Given exercise:
Extract from the material below every line that contains the string "wheel", and copy each such line in full.

Records:
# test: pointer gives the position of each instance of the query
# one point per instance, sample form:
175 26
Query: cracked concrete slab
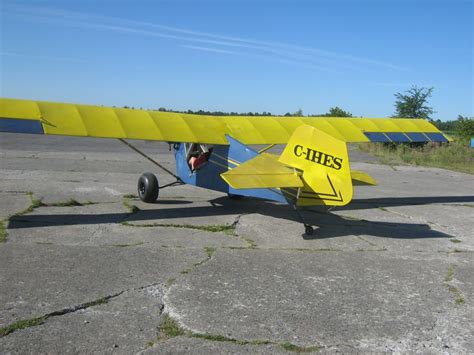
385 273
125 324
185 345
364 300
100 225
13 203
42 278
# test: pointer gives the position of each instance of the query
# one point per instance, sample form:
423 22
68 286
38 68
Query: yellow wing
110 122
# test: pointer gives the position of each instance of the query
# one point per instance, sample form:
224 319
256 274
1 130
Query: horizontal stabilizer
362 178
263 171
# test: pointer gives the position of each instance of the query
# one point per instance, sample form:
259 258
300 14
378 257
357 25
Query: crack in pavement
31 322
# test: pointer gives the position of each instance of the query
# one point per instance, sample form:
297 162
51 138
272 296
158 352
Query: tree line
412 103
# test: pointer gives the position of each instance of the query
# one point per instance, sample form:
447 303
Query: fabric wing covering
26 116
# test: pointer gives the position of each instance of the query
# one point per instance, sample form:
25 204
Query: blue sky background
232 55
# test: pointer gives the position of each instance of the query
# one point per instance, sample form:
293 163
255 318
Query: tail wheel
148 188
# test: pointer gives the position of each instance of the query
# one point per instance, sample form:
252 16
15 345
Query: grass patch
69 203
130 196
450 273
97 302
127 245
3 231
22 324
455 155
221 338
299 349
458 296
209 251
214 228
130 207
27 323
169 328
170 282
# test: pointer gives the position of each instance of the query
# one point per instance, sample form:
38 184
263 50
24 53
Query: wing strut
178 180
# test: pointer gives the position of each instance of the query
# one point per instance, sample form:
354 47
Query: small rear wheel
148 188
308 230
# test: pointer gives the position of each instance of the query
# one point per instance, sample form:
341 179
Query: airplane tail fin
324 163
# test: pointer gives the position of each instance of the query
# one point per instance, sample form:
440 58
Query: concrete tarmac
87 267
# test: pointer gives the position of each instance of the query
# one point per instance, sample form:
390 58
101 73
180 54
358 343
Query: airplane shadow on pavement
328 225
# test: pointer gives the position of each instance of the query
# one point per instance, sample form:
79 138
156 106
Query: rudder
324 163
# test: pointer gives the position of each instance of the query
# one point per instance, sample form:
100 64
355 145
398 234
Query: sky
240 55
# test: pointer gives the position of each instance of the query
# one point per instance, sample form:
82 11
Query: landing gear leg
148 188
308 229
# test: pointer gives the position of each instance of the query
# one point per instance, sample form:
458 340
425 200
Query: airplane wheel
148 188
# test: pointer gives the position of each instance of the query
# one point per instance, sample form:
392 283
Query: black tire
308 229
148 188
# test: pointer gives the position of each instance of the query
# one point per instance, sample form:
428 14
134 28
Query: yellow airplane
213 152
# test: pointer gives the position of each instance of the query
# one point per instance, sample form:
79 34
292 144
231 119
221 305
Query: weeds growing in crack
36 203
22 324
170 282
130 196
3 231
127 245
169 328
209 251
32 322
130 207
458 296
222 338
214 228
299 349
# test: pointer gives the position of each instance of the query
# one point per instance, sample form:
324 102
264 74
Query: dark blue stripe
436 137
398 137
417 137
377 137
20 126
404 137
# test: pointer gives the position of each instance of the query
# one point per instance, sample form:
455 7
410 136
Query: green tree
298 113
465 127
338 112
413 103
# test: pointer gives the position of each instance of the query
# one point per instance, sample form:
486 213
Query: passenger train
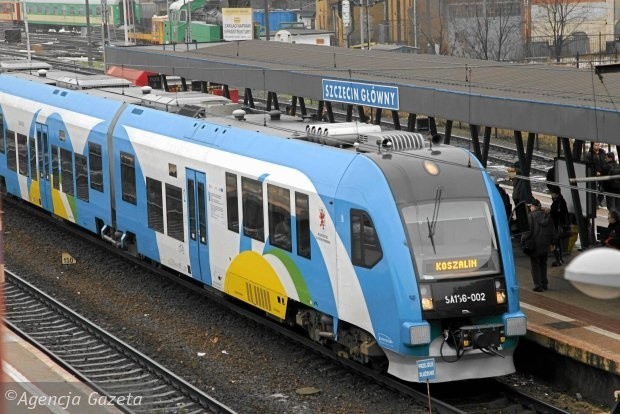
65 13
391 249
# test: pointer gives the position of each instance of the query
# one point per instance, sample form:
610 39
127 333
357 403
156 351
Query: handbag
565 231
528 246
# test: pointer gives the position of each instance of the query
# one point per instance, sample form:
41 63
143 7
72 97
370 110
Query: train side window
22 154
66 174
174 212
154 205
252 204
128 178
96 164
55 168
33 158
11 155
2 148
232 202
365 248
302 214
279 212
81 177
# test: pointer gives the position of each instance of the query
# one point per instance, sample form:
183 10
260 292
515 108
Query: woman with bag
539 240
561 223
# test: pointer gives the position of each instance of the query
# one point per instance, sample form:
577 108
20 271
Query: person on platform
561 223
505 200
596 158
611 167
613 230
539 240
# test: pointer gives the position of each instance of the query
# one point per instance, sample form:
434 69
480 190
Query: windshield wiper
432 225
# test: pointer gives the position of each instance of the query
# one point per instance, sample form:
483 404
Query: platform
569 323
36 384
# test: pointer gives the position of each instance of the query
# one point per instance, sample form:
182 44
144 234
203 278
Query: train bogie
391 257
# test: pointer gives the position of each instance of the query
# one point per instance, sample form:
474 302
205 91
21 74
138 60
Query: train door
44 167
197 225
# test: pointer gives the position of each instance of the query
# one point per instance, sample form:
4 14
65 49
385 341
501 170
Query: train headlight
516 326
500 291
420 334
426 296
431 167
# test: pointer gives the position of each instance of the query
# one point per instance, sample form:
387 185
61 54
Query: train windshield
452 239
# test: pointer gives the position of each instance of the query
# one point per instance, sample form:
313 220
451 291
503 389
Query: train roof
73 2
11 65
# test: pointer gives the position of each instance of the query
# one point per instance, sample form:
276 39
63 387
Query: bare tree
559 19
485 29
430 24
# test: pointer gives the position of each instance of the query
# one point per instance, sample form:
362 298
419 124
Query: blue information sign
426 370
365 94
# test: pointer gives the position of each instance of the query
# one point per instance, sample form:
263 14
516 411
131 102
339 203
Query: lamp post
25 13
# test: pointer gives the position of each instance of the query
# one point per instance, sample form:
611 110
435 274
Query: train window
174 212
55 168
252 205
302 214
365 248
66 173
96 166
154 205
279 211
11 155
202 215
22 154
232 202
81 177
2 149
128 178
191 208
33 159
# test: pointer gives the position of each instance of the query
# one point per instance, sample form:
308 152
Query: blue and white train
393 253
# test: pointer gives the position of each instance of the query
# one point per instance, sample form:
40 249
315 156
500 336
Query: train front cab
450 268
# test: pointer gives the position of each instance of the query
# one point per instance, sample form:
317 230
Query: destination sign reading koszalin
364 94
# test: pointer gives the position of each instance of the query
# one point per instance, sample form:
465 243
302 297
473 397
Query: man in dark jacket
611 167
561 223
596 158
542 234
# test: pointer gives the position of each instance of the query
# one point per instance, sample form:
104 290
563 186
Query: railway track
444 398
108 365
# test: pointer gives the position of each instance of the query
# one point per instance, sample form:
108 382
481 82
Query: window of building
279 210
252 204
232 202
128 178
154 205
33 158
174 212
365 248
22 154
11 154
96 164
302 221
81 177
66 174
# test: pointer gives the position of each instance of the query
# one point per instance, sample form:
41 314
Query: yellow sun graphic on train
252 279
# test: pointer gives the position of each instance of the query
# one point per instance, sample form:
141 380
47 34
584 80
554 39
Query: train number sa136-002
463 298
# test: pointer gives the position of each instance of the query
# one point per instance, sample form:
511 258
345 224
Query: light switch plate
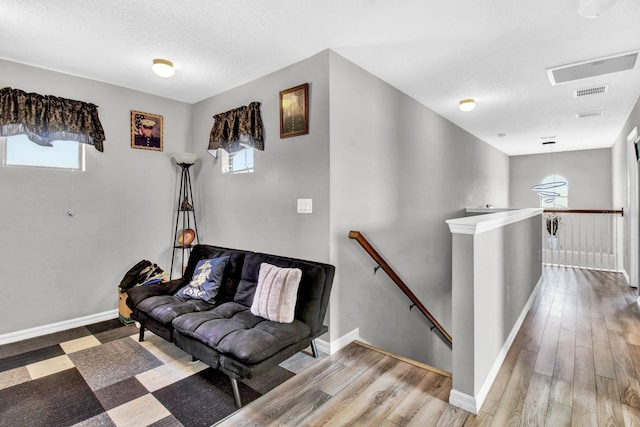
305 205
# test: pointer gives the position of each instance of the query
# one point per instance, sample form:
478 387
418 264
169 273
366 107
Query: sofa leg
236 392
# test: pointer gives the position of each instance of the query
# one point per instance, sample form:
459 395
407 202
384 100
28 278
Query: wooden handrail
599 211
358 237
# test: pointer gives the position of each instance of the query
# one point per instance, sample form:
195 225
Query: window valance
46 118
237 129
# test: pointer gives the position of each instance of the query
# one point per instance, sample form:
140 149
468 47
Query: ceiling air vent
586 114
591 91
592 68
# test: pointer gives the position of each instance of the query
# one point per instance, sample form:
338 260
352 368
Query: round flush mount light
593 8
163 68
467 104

--

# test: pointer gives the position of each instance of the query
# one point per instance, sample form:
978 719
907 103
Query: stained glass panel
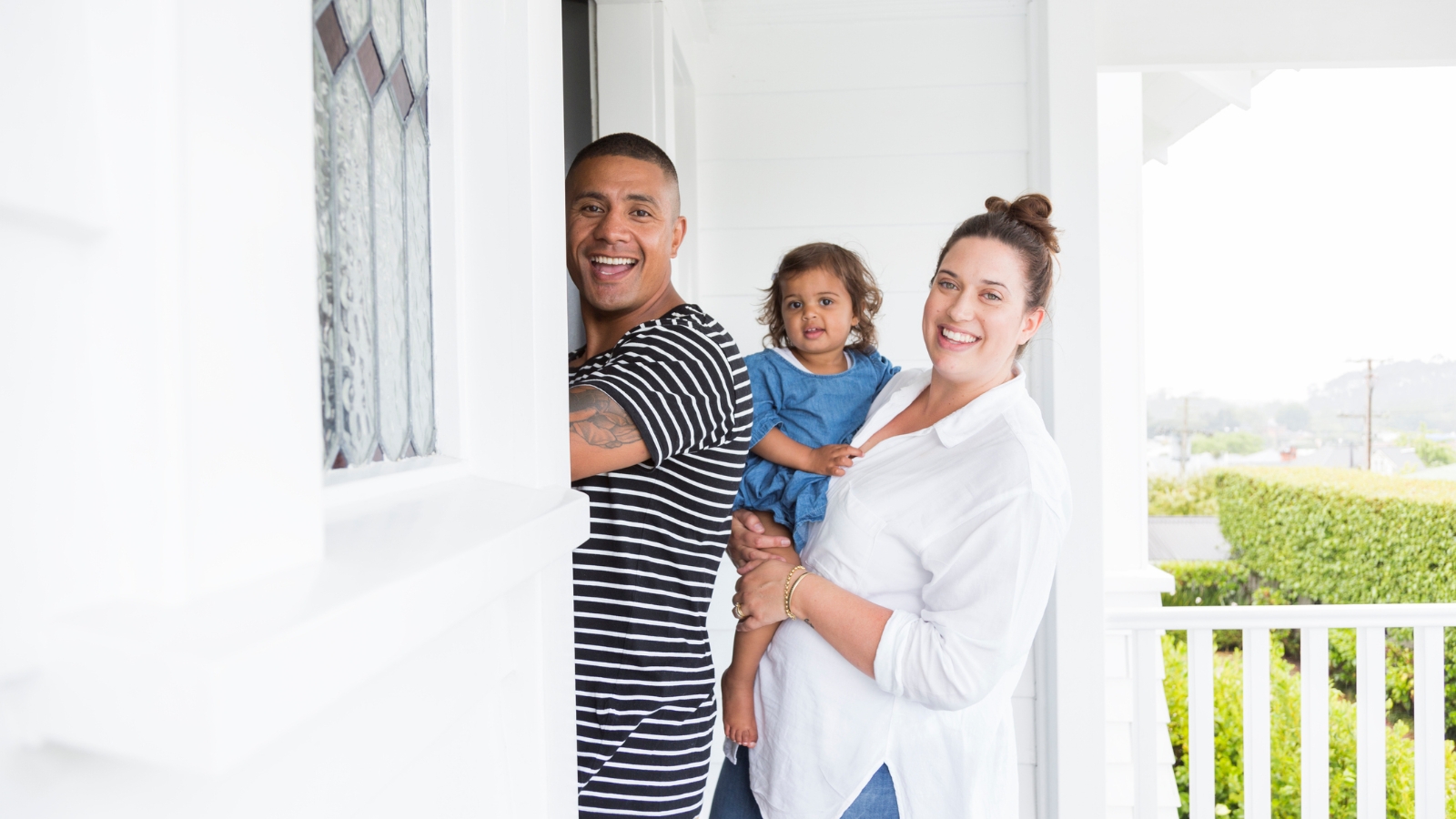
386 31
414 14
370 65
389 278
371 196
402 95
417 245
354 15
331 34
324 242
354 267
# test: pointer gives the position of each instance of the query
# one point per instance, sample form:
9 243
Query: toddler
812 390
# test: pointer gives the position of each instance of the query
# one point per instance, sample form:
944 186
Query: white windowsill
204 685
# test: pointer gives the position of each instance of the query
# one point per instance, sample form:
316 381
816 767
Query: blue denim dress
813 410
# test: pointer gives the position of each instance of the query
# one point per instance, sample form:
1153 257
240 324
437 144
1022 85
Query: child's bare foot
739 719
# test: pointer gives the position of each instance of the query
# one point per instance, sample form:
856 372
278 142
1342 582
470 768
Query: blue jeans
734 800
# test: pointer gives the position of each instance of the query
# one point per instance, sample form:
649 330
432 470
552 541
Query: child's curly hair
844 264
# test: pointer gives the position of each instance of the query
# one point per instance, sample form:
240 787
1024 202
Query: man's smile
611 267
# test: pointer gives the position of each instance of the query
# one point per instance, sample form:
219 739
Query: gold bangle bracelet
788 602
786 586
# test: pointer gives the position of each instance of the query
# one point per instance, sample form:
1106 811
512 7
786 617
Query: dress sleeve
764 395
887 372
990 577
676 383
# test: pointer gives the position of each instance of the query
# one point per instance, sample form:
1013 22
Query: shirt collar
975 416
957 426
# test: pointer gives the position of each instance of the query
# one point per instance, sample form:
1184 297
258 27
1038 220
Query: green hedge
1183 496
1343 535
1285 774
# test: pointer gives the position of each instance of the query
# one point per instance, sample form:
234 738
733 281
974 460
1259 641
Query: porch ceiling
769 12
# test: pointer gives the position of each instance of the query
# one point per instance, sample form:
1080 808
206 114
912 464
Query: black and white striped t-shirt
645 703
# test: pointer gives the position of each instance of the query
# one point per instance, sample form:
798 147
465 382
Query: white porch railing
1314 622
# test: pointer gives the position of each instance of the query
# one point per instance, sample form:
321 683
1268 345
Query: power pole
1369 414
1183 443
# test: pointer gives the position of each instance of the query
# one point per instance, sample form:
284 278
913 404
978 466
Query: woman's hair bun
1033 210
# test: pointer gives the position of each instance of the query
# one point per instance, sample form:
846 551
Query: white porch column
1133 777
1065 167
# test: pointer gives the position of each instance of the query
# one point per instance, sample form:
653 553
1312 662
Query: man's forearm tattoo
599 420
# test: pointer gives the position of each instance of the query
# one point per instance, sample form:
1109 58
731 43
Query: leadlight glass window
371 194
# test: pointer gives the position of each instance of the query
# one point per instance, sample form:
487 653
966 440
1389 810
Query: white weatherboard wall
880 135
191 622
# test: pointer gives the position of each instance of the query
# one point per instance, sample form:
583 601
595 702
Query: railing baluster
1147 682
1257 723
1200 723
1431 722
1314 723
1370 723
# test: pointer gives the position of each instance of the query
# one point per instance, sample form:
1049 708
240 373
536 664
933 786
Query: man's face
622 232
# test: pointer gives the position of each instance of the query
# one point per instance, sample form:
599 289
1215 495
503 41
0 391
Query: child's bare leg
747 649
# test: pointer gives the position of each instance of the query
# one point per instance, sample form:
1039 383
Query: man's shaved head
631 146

Full solution:
Query: tail wheel
Query: small rear wheel
Query: airplane wheel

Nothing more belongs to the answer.